_Task a_
Answer these questions from the piece on George Floyd's death and the protests, one line each:
(i) Who coined the term "Afro-pessimism"?
(ii) What Childish Gambino work does the piece name?
(iii) According to the piece, what would the protests most likely have been over if a mass shooting had happened that day instead?

_Extract provided_

** begin **

The truth is that Floyd’s death simply isn’t that unusual, which of course is the point.  We have just done little about it until now. Indeed, there has never been a moment in America’s history where this kind of treatment has not been the reality for black people, and it has been sung about, written about, cried about, highlighted on radio, in TV and films and in every art form known to man and we have even managed to get celebrities, in their self-important awards ceremonies, to talk about it. 

Yet, remarkably, racism on its own was never enough for us to take to the streets with quite the same gusto that we have seen this past week. We needed a society on the precipice. Not even the brilliance of Childish Gambino’s This is America got us grumbling. Gambino was singing about George Floyd long before Floyd’s family even knew he was going to become a martyr. And before then we have had numerous excellent books, articles and films that places this racial moment in context. Books like Ibram X Kendi’s How to Be an Antiracist and Stamped From the Beginning, Keeanga-Yamahtta Taylor’s From #BlackLivesMatter to Black Liberation, Andrea Ritchie’s, Invisible No More: Police Violence Against Black Women and Women of Colour and so many more. Still we failed to protest.

There is plenty to read on how society is constructed to reinforce a structure of historical power as belonging exclusively to straight, white, Christian men, which leads to racial stereotyping and oppression. The African-American studies professor Frank B Wilderson, who coined the term “Afro-pessimism”, argues that racism, or rather “anti-blackness” is so ingrained that the structural reality of American society is one that links blackness to “slaveness”. Slavery, according to Wilderson marks the ontological position of black people. Thus, in the minds of many, and presumably in the mind of Derek Chauvin when his knee was on Floyd’s neck, humanity and blackness are in opposition, and are irreconcilable. Knowing this, understanding this, is a call to action. Is a call to protest.

With all this cultural and academic awareness, it is clear that the protests we are seeing are about the environment in which we are living and not the actual event. Had there been a mass shooting that day instead of yet another black man being killed by a white policeman, we most likely would have seen protests of a similar nature over gun control.

And that is why, despite the overwhelming support for Black Lives Matter, we feel hopeless, regardless of whether you adopt the Steven Pinker “life-is-the-best-it-has-ever-been” attitude or not. The horrid, often ignorant and purposefully misleading arguments against Black Lives Matter adds to the oppressive emotions. If I see one more social media post stating that “All Lives Matter”, I might just cry. 

Obviously this is a way for the right to try and catch the left out for practising identity politics. Which is ironic on a number of levels but most significantly because identity politics is both more powerful and efficacious for right-wing populists than it is for liberals, since the former are more homogeneous. The left pushes identity politics so we can one day live in a world where none of us need to do that. The right does it so an elite few can retain money and power.

Advocating for universal human rights, freedoms, and opportunities by focusing on the identity groups who lack them is advocacy and not identity politics (the important word here). This is not boring semantics.

Supporting black communities on the back of Floyd’s death is not identity politics and Floyd’s death wasn’t as a result of institutionalised identity politics, it was as a result of an ideology that lay in opposition to what the institution was built on, run by a group with a very specific identity: a minority with power and money — white men, mostly wealthy, often religious or pretending to be so — who control societal and political norms.

** end **

_Record extracts_
** begin **

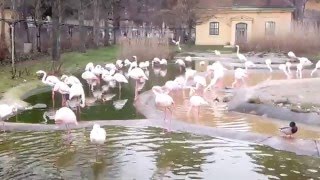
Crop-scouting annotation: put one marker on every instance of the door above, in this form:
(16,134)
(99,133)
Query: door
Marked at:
(241,33)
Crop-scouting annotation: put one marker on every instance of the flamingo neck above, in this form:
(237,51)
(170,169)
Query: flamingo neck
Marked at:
(44,77)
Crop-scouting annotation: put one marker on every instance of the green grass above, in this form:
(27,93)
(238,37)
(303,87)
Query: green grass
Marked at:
(72,62)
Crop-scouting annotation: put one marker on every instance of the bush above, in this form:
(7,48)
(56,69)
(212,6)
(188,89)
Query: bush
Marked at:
(144,48)
(302,40)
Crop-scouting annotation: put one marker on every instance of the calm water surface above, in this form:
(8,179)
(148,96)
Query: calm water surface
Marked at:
(145,153)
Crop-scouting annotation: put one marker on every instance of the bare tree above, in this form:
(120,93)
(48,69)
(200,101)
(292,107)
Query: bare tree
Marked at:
(96,23)
(81,10)
(56,21)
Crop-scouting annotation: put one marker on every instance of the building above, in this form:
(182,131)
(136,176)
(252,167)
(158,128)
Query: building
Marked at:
(230,22)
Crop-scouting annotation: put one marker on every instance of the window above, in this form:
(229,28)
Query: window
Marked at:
(214,28)
(270,28)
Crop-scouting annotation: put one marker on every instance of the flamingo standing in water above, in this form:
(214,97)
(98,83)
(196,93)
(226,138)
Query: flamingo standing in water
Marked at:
(65,116)
(239,74)
(268,63)
(49,80)
(196,101)
(163,100)
(283,68)
(241,57)
(63,89)
(97,136)
(138,75)
(315,69)
(5,111)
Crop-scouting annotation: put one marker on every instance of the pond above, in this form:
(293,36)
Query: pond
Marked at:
(145,153)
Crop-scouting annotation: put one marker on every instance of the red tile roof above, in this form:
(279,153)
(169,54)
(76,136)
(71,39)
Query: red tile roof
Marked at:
(207,4)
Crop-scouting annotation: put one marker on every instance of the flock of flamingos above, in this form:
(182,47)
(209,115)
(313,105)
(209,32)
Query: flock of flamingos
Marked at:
(118,73)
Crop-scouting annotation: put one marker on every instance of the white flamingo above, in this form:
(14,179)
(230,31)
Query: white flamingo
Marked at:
(196,101)
(268,63)
(288,64)
(97,136)
(181,63)
(163,62)
(249,64)
(138,75)
(5,112)
(241,57)
(63,89)
(216,52)
(316,68)
(66,117)
(162,99)
(49,80)
(299,70)
(70,79)
(239,74)
(188,59)
(283,68)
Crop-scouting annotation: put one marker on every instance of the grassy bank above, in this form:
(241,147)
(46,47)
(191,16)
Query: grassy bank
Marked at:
(72,62)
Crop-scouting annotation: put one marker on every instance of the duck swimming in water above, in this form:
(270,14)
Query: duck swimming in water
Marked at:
(288,131)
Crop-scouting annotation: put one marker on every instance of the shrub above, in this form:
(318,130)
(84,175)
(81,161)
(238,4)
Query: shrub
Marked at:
(302,40)
(144,48)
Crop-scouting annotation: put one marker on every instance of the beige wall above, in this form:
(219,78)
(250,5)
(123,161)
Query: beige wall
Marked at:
(256,26)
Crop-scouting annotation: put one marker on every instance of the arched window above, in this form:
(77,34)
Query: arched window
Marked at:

** end **

_Task b_
Convert everything in the listing from the line containing "of the beige" down to the end of the listing into a numbered list, leaving out blank lines.

_Task result a_
(i) Frank B Wilderson, the African-American studies professor
(ii) This is America
(iii) Gun control

_Task result b_
1. Crop-scouting annotation: put one marker on every instance of the beige wall above, in this form:
2. (219,78)
3. (250,5)
4. (123,161)
5. Query: beige wall
6. Marked at:
7. (256,26)
8. Crop-scouting annotation: put one marker on every instance of the arched window above, in this form:
9. (77,34)
10. Query: arched window
11. Marked at:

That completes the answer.